_Extrait à lire_.
__________________________________________________

Cartographier les épidémies de ravageurs grâce aux modèles satellitaires

L’un des principaux avantages des satellites est leur capacité à couvrir de vastes zones rapidement. Cette caractéristique permet aux agriculteurs d’évaluer la répartition des ravageurs sur différentes régions et d’adapter leurs stratégies de lutte en conséquence. Par exemple, les satellites peuvent surveiller simultanément plusieurs parcelles et identifier les foyers d’infestation nécessitant une intervention immédiate.

Un des indices clés utilisés est l’Indice de Végétation par Différence Normalisée (NDVI), qui permet d’évaluer la santé des cultures et de détecter les facteurs de stress tels que les maladies et les ravageurs.

__________________________________________________

_Données fournies_.
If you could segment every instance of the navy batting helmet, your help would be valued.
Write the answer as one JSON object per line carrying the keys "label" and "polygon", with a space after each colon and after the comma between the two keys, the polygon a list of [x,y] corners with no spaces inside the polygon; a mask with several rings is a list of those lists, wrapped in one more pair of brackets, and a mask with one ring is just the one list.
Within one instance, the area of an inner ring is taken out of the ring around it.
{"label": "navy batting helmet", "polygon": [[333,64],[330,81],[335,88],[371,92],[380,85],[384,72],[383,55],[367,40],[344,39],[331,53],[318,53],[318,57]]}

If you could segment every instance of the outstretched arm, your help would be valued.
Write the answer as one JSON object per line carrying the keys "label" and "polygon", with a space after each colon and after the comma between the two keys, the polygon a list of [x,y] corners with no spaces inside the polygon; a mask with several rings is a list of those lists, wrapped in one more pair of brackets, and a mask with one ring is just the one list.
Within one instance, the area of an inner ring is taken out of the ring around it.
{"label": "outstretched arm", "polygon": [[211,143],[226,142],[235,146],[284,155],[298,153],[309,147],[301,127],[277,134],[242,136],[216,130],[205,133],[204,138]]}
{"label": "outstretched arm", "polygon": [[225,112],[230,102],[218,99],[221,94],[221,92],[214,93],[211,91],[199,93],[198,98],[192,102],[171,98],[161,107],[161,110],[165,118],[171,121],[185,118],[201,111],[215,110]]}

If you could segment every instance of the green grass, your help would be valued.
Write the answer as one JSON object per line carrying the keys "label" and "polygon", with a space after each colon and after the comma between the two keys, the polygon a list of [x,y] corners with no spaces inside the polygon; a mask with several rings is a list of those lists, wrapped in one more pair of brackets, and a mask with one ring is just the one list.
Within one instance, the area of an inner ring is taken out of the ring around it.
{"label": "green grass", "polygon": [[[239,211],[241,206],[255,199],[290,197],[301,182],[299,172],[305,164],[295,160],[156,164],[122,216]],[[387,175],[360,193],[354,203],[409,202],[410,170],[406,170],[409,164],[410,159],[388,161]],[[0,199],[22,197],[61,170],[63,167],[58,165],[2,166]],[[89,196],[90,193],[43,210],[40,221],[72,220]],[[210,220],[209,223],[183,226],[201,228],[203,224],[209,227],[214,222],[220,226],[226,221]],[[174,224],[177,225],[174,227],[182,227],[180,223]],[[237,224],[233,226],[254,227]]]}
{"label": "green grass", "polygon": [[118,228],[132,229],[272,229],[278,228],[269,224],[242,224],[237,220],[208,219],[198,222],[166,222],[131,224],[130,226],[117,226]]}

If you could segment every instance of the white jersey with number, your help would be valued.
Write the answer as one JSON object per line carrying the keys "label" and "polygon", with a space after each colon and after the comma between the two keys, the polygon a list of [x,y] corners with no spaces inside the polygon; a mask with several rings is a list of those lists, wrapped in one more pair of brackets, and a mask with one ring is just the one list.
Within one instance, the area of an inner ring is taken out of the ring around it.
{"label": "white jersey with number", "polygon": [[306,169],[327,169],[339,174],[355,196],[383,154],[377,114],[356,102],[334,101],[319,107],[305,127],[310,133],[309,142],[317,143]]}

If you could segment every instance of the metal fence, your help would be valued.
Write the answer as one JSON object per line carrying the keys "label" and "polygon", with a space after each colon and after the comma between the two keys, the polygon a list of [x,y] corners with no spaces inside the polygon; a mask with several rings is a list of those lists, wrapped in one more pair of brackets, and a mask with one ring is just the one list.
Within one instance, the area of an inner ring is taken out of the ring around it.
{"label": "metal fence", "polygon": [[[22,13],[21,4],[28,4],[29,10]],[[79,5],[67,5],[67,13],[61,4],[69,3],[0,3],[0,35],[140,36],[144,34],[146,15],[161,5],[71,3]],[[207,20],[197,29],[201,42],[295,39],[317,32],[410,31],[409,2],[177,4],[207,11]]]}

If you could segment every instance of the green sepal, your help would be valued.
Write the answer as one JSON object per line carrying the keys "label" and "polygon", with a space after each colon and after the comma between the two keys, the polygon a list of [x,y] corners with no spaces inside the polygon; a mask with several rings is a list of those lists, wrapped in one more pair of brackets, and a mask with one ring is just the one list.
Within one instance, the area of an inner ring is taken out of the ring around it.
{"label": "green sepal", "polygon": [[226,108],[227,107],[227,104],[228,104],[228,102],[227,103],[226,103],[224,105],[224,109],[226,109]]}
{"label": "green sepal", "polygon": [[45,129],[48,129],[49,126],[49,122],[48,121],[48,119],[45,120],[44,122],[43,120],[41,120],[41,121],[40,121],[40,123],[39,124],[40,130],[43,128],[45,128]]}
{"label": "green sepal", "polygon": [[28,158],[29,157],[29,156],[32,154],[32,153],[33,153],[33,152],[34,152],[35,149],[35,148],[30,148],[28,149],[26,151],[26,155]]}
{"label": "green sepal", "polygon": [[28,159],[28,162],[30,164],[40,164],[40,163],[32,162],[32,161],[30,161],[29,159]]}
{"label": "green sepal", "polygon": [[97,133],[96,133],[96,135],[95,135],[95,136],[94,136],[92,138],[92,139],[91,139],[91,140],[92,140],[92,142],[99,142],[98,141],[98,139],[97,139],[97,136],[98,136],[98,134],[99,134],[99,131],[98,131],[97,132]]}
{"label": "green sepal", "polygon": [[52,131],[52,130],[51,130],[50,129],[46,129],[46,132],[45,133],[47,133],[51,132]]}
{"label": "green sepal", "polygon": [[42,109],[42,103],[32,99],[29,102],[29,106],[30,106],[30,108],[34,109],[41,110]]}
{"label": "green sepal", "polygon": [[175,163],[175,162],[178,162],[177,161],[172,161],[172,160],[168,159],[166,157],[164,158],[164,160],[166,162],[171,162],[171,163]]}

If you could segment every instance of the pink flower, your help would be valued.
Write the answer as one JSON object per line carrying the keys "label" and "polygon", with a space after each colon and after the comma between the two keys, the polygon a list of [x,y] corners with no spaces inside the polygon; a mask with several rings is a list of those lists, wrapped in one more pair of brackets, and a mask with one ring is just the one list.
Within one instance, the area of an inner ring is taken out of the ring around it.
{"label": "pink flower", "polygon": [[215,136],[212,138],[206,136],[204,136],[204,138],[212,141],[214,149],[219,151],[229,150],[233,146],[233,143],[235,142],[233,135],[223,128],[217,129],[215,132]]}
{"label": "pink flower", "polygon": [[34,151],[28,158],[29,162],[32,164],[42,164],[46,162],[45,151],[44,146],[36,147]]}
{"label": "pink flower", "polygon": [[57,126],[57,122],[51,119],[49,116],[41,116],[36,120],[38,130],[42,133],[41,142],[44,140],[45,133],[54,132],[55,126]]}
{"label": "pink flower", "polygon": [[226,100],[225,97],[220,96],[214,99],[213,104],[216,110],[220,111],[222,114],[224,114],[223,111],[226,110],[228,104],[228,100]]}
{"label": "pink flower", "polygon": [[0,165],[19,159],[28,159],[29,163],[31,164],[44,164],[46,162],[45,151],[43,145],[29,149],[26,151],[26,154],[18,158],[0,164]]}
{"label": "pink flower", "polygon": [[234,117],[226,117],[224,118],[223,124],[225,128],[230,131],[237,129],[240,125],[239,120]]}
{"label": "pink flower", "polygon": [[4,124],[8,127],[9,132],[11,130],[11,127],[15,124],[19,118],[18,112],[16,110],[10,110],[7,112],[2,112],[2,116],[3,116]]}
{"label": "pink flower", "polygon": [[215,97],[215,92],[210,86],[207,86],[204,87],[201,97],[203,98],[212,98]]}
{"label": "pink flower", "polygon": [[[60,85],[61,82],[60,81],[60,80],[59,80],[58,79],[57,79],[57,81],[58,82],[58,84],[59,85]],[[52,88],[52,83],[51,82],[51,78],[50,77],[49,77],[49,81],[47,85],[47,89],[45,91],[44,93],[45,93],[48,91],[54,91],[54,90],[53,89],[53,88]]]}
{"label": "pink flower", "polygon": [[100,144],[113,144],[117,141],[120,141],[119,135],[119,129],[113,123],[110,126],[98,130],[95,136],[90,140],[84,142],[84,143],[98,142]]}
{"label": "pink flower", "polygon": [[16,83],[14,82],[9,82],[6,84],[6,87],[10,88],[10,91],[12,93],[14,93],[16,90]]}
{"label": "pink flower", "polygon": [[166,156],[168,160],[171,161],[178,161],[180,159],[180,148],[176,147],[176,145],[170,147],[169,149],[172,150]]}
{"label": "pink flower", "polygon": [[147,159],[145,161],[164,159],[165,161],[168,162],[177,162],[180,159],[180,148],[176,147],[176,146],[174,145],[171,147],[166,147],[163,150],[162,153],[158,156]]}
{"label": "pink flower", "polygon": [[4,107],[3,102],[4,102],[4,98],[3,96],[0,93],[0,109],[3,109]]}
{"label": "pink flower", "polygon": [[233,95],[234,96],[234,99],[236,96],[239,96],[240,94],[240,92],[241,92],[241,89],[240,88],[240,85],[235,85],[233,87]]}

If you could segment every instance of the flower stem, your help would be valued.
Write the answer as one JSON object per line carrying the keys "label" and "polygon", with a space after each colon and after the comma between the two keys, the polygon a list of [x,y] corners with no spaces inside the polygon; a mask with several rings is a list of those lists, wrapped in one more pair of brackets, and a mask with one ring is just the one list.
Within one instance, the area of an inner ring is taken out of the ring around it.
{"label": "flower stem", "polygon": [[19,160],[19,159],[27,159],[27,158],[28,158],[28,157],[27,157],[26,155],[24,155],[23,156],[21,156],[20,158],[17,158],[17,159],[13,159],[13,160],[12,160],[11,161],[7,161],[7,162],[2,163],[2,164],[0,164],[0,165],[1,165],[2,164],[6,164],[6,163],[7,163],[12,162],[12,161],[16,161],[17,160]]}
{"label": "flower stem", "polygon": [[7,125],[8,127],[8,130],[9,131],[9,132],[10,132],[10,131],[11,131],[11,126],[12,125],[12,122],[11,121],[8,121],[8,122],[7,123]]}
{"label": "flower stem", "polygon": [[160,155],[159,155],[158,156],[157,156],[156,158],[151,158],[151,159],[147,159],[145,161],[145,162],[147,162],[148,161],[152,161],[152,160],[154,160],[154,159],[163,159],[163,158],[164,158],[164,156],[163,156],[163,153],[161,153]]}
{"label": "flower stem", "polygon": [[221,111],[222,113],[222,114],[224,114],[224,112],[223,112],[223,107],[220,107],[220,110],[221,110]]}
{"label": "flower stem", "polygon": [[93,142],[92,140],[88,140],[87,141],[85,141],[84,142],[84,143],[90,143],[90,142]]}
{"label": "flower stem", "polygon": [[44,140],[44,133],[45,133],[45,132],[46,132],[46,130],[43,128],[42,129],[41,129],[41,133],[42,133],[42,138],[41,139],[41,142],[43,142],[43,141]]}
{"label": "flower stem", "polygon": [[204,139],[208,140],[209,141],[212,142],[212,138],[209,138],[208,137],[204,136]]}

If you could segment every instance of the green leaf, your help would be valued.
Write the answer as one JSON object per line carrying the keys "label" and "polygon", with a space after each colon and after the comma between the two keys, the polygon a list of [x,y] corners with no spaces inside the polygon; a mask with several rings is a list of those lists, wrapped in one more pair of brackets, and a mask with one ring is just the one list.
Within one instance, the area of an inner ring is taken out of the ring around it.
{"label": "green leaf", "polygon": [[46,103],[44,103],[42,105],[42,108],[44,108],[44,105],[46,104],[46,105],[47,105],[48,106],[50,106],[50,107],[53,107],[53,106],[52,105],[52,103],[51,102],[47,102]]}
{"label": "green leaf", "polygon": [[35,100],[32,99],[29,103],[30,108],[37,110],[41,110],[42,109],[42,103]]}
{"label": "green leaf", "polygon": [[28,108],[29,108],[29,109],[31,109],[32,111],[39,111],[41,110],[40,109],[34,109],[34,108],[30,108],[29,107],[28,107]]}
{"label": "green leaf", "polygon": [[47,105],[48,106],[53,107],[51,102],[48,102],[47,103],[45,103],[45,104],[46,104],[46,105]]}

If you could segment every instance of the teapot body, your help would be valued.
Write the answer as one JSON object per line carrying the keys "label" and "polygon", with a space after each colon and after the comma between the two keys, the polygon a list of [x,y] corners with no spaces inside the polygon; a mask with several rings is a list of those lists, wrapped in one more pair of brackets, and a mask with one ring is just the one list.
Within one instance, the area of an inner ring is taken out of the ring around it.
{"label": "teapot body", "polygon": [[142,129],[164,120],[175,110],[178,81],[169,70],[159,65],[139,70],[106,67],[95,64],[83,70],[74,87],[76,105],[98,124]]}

__________________________________________________

_Mode opératoire_.
Indiquez si chaque affirmation concorde avec l'extrait sur les ravageurs, en répondant par oui ou non et en citant exactement les mots décisifs de l'extrait.
1. Les satellites couvrent rapidement de vastes zones.
2. Les satellites ne surveillent qu'une seule parcelle à la fois.
3. Le NDVI sert à détecter des facteurs de stress comme les maladies et les ravageurs.
Les enregistrements ne sont d'aucune utilité ici.

_Corrigé_.
1. Oui : « leur capacité à couvrir de vastes zones rapidement ».
2. Non : « les satellites peuvent surveiller simultanément plusieurs parcelles ».
3. Oui : « détecter les facteurs de stress tels que les maladies et les ravageurs ».